## YOUR GOAL:
Go through the lines below and tally each one holding "rocky". Write only the total.

───── RECORDS FOR THIS EXERCISE

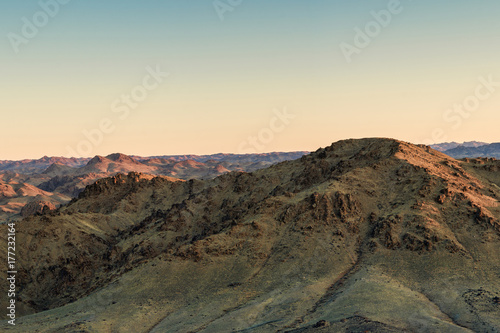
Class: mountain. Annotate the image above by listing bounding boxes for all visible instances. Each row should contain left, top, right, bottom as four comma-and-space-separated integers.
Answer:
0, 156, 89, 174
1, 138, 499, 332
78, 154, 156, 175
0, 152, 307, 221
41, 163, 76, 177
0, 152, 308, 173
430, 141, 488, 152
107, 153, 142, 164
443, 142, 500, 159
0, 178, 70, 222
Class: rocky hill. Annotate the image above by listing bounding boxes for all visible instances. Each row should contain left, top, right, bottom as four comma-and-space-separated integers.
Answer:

──────────
───── RECORDS FOR THIS EXERCISE

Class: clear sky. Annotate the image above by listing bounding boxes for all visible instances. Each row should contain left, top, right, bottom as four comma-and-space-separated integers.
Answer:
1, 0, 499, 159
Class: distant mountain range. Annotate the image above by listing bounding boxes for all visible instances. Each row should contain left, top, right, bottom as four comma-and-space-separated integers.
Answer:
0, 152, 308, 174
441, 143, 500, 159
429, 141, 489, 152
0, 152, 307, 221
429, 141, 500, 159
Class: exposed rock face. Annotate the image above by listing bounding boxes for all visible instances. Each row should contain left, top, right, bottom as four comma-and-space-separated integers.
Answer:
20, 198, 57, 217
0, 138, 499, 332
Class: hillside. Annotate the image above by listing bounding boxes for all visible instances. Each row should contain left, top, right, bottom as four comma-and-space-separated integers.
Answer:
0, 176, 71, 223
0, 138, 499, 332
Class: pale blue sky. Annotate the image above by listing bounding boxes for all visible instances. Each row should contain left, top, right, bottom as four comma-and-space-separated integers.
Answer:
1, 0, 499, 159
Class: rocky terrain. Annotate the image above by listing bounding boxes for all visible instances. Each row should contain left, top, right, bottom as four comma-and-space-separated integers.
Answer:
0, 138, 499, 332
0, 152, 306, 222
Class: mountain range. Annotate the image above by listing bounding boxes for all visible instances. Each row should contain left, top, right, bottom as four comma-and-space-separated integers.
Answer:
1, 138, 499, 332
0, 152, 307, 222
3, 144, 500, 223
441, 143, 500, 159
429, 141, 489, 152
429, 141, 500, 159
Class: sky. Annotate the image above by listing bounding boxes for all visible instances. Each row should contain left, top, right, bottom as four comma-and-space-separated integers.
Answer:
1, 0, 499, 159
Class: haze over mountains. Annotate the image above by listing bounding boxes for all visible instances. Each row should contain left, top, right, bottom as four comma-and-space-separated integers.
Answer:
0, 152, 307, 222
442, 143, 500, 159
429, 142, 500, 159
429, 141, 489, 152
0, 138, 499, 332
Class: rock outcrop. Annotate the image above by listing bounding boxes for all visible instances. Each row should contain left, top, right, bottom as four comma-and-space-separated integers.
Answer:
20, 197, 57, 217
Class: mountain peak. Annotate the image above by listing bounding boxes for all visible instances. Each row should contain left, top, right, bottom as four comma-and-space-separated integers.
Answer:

──────────

## RESPONSE TO THE TASK:
2